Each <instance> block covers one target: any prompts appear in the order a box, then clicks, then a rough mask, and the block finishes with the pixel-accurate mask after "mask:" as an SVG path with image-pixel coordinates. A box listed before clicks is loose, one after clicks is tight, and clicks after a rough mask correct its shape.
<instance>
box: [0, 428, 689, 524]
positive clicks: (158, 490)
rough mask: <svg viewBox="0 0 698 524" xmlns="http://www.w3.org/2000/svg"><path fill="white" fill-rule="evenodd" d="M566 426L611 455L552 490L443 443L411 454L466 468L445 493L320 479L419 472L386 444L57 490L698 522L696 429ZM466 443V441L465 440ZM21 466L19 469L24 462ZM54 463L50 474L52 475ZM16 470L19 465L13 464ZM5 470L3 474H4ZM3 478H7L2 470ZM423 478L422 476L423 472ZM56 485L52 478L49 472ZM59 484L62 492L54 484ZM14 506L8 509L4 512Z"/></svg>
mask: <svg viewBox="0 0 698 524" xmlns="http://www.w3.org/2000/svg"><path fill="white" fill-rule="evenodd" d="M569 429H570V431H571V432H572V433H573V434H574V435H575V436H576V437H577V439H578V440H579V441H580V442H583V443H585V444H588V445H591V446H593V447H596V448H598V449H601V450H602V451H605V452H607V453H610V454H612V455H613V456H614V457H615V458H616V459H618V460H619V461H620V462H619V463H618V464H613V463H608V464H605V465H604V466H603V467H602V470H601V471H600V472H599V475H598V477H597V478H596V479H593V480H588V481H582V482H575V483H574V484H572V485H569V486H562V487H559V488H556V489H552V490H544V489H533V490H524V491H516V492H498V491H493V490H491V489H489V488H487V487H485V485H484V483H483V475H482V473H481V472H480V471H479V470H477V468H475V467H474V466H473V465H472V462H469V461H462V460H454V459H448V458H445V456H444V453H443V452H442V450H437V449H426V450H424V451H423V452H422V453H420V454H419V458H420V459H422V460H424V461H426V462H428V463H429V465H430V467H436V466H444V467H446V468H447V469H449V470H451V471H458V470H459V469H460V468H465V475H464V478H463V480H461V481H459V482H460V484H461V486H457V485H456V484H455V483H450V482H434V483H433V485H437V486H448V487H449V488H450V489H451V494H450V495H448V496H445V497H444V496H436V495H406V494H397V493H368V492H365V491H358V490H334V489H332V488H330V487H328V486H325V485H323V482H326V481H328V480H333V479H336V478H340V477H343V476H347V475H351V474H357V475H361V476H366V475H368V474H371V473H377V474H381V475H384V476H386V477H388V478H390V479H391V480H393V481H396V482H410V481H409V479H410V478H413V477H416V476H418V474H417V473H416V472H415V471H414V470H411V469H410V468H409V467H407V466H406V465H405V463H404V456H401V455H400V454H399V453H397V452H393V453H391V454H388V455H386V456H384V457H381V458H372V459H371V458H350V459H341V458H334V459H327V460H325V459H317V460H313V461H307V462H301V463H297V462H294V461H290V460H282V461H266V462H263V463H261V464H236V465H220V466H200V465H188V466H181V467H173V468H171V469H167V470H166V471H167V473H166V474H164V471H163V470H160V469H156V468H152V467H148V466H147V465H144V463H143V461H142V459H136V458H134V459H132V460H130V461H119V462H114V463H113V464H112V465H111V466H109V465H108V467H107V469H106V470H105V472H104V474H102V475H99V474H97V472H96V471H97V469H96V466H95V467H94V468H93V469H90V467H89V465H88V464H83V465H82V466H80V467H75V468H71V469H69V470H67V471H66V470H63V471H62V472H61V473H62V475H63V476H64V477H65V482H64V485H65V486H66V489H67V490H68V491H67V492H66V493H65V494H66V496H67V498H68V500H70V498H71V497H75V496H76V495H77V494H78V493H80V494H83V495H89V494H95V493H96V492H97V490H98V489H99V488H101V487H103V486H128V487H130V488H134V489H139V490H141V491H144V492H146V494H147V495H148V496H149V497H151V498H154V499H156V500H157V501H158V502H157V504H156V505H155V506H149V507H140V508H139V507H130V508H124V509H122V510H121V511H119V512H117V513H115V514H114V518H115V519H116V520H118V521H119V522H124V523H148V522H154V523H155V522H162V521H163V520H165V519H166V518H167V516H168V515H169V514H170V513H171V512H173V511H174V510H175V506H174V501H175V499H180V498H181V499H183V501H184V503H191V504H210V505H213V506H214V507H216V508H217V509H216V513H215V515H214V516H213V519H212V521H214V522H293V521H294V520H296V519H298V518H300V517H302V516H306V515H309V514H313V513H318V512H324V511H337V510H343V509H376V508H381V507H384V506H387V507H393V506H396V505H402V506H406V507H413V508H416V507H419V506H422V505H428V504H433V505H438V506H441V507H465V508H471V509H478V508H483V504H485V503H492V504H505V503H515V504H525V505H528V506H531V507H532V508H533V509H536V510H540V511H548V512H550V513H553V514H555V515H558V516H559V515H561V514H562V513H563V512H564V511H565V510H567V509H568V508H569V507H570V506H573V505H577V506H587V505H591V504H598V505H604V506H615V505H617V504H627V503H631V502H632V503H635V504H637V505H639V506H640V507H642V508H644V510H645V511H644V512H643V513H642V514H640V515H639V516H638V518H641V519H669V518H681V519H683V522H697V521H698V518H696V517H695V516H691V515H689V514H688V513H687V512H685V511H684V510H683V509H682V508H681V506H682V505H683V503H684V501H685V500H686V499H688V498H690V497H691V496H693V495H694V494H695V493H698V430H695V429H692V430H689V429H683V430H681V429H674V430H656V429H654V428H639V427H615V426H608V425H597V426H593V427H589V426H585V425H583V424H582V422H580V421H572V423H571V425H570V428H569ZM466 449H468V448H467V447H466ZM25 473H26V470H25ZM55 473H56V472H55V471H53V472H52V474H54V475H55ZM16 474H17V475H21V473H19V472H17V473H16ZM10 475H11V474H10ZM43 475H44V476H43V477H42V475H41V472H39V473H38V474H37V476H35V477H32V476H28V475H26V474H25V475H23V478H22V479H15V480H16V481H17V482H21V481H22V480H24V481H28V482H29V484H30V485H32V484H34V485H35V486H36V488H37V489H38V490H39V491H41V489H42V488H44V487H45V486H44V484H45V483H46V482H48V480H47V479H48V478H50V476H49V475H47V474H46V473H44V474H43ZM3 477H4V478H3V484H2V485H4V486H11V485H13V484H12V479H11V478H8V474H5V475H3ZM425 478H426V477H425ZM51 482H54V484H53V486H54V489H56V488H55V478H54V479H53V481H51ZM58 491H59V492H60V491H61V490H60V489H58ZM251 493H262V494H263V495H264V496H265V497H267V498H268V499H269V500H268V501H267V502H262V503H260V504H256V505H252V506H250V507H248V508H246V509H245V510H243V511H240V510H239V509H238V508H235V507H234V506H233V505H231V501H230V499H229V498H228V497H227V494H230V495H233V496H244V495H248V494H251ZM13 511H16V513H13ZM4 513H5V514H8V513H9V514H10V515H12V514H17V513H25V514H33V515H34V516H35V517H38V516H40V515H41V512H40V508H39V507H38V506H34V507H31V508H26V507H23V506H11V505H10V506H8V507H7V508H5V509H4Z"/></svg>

========================================

▸ Exercise objective: For the material above, the answer must be only the number of lines holding the word "instance".

▸ Result of the task: 2